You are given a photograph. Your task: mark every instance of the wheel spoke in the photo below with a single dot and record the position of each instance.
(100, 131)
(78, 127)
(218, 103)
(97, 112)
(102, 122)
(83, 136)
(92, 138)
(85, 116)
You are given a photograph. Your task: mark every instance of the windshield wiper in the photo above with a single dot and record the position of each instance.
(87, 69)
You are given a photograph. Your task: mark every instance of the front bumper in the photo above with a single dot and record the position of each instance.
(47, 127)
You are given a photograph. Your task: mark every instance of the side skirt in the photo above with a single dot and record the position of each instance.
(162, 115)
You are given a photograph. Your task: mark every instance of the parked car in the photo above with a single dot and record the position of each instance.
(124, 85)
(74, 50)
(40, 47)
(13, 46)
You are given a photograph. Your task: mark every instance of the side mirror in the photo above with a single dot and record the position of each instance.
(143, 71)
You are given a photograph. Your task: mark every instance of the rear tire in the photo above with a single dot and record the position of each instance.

::::

WHAT YOU WILL DO: Can you repeat the material starting at the line that contains "the side mirror" and ending at the end of the material, swapping "rear tire" for "front tire" and leaving everything else unchanged?

SOLUTION FOR THIS EXERCISE:
You are given a photograph. Your task: mark every instance of the side mirror in the photo above with a single dot and record the position of each instance.
(143, 71)
You are given a photograph. Your task: mark every instance of the front tire in the photo above with a single dot and record the position of each instance.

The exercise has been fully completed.